Format the lines of the entries from the line containing "det: white sneaker" through the final line of the entries as a numbered list, leaving out any blank lines.

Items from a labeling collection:
----

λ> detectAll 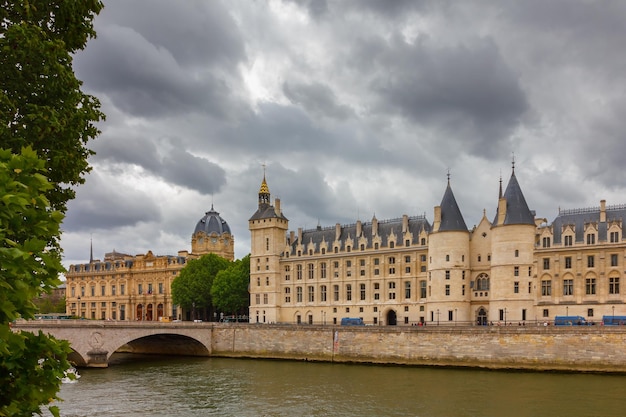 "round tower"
[489,163,536,324]
[427,177,470,325]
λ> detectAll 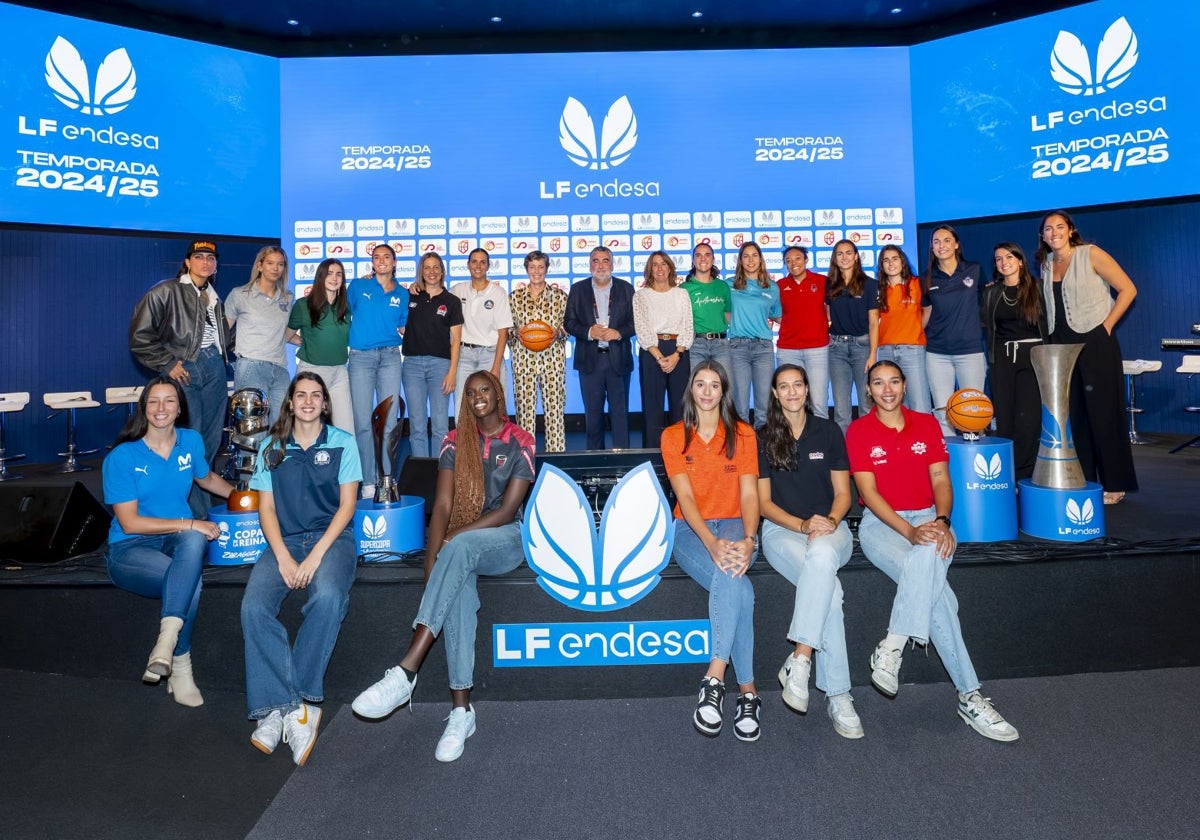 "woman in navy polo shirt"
[241,371,362,764]
[846,360,1019,740]
[398,253,463,458]
[922,224,986,434]
[353,369,534,761]
[758,364,863,738]
[103,376,233,706]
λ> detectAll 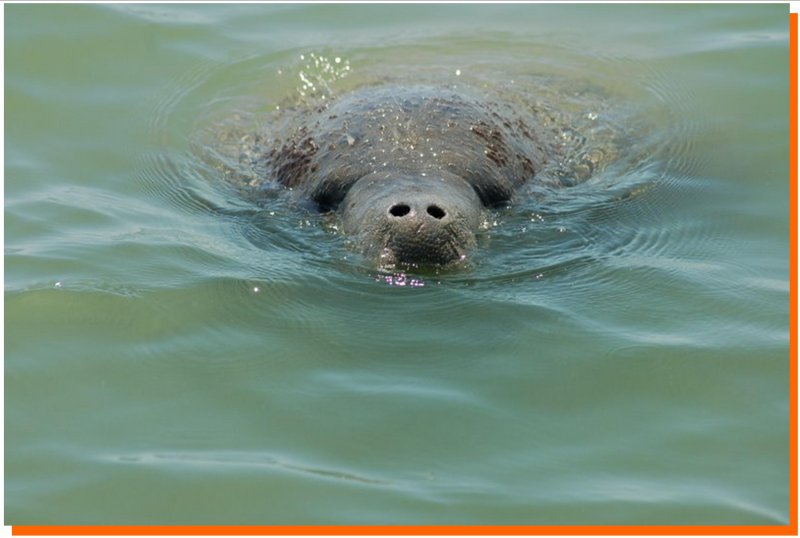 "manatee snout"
[341,172,483,267]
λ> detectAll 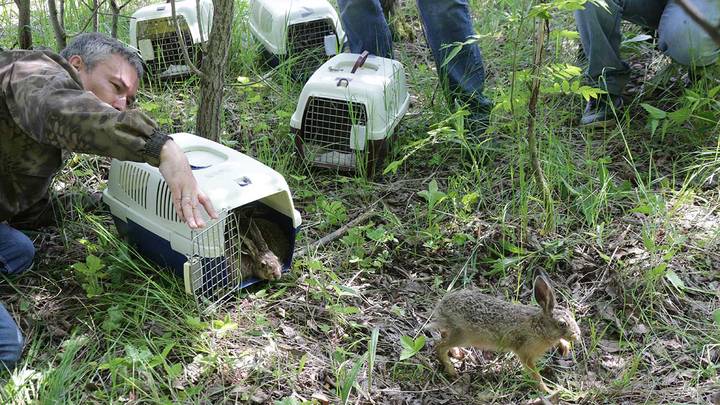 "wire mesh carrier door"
[184,207,292,304]
[290,51,409,177]
[137,15,202,76]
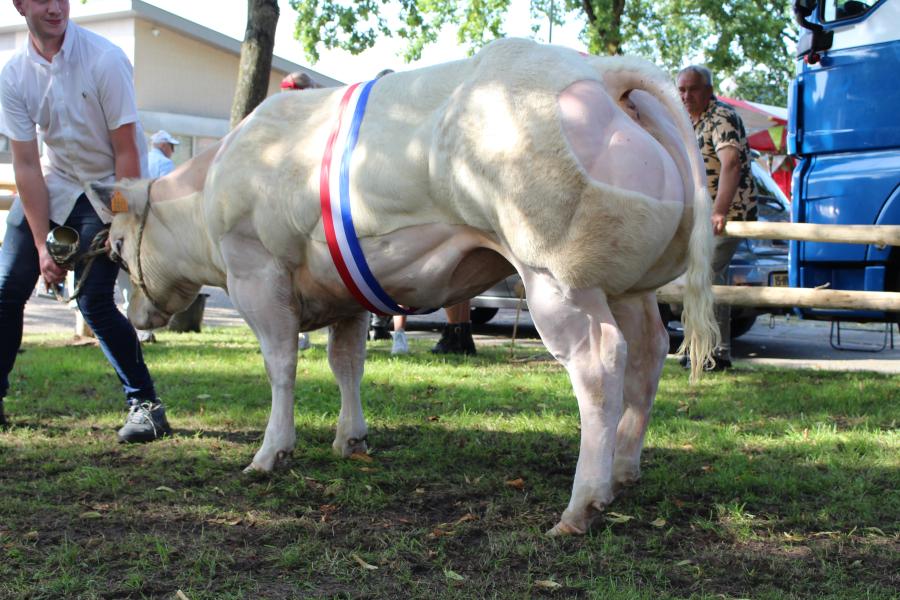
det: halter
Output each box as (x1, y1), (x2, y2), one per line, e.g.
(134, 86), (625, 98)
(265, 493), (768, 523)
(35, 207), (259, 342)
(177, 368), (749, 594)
(115, 179), (166, 313)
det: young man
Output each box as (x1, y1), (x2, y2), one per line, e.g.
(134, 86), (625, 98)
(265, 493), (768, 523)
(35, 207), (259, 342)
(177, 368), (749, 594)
(0, 0), (171, 442)
(676, 65), (756, 371)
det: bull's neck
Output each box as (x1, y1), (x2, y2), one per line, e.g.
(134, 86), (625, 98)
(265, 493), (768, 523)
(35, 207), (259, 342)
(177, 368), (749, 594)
(142, 193), (225, 287)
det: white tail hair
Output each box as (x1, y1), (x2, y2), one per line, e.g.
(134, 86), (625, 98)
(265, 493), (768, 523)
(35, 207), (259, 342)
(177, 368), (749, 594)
(593, 56), (720, 383)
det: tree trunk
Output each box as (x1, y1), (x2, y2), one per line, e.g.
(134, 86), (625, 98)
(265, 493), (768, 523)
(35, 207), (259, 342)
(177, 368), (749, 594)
(231, 0), (279, 128)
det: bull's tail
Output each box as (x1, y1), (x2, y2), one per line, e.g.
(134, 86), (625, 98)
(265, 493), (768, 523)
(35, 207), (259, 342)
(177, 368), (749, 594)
(594, 57), (720, 382)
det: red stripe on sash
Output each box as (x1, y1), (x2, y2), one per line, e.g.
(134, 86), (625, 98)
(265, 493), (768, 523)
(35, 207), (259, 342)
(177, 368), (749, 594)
(319, 83), (381, 314)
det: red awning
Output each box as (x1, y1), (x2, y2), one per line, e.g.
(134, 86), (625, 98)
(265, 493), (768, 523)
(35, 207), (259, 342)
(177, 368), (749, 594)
(718, 96), (787, 154)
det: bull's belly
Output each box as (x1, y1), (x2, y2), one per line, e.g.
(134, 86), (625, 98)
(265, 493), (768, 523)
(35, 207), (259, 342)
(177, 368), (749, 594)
(294, 224), (514, 330)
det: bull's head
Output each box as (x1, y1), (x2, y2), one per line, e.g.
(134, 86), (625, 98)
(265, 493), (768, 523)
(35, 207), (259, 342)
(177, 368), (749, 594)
(89, 180), (200, 329)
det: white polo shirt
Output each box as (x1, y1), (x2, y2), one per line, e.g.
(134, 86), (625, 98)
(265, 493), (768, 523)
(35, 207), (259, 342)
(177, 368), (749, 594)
(0, 21), (147, 224)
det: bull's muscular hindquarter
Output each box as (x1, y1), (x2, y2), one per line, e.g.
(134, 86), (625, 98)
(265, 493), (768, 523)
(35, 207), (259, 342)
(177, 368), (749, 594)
(96, 40), (715, 533)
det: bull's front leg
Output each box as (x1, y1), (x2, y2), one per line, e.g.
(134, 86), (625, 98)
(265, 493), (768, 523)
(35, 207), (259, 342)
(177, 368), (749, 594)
(328, 312), (369, 457)
(519, 268), (627, 535)
(222, 236), (300, 471)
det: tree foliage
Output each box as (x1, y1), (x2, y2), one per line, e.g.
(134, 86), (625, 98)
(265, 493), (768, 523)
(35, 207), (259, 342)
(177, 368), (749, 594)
(291, 0), (795, 104)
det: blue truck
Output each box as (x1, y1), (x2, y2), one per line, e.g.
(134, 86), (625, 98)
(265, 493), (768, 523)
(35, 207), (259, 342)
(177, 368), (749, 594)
(787, 0), (900, 322)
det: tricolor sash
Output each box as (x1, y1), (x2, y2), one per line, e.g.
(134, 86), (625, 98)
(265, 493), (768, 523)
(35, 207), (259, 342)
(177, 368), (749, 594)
(319, 79), (431, 315)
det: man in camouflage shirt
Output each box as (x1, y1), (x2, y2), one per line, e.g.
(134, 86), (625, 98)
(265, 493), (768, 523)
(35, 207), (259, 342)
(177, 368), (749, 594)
(677, 65), (756, 370)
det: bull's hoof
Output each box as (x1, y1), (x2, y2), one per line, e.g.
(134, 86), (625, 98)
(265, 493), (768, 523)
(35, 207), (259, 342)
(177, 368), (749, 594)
(613, 473), (641, 496)
(244, 462), (272, 475)
(331, 436), (369, 458)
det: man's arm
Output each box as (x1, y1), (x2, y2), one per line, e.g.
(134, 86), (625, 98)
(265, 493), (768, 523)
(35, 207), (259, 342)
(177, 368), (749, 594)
(9, 140), (66, 284)
(109, 123), (141, 181)
(712, 146), (741, 235)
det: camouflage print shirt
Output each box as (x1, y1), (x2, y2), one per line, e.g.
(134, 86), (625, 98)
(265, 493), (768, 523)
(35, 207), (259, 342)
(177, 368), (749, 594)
(694, 96), (756, 221)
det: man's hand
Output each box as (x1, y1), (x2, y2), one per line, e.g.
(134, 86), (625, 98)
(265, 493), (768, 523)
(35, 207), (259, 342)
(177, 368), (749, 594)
(712, 146), (741, 235)
(38, 244), (66, 288)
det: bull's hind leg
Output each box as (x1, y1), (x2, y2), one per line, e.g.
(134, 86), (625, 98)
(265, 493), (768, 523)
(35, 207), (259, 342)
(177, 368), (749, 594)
(519, 268), (627, 535)
(222, 234), (300, 471)
(610, 293), (669, 493)
(328, 312), (369, 457)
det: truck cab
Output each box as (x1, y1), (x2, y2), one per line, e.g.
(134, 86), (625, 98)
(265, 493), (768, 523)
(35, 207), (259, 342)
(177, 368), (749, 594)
(787, 0), (900, 321)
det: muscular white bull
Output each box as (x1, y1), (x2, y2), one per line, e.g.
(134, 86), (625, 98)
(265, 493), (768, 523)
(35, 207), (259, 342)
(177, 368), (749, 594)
(91, 40), (716, 533)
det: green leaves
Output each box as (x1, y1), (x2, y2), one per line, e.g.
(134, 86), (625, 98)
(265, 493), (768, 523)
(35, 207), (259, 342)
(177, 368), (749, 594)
(291, 0), (797, 104)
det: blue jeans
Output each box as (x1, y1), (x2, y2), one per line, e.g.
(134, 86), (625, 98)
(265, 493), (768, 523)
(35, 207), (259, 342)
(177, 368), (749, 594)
(0, 195), (156, 403)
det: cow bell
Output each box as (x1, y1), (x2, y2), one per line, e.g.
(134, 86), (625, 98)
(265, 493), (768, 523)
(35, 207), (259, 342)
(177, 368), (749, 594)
(47, 225), (79, 271)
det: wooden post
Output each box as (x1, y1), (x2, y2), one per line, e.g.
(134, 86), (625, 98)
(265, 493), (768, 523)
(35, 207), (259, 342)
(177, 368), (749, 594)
(656, 283), (900, 312)
(725, 221), (900, 248)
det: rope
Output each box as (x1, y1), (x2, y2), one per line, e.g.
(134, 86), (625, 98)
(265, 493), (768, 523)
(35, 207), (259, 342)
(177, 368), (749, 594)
(53, 227), (109, 302)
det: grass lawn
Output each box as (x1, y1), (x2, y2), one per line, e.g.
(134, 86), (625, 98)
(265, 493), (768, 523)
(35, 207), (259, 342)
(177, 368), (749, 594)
(0, 328), (900, 600)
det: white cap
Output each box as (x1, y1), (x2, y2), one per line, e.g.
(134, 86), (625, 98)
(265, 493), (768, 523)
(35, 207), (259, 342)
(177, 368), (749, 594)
(150, 129), (180, 146)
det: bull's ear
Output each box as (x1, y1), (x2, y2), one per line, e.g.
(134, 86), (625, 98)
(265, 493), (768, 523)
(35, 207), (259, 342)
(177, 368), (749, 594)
(85, 182), (147, 214)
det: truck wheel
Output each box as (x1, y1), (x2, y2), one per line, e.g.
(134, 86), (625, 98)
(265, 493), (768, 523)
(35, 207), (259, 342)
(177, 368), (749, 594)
(469, 306), (499, 325)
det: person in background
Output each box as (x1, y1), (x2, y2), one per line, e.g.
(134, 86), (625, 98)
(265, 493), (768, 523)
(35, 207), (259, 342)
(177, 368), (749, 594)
(431, 300), (475, 355)
(676, 65), (756, 371)
(0, 0), (171, 442)
(147, 129), (179, 179)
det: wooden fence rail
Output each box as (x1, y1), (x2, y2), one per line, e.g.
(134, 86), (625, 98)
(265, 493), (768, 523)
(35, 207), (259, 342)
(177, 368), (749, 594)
(725, 221), (900, 247)
(656, 221), (900, 312)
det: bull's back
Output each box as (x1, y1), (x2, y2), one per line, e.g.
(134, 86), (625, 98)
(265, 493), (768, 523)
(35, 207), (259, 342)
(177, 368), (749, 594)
(207, 40), (696, 293)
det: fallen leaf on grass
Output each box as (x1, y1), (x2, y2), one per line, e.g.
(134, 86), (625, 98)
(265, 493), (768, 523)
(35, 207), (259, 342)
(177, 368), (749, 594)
(350, 452), (375, 462)
(428, 527), (453, 539)
(606, 512), (634, 523)
(534, 579), (562, 590)
(350, 552), (378, 571)
(453, 513), (478, 525)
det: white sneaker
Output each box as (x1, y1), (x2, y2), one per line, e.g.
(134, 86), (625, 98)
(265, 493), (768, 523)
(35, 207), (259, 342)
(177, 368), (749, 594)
(391, 329), (409, 354)
(297, 331), (312, 351)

----

In response:
1. det: white sneaker
2. Output each box as (x1, y1), (x2, y2), one per line, e.g.
3. (134, 86), (625, 98)
4. (265, 493), (768, 523)
5. (35, 207), (259, 342)
6. (177, 368), (749, 594)
7. (391, 329), (409, 354)
8. (297, 331), (312, 351)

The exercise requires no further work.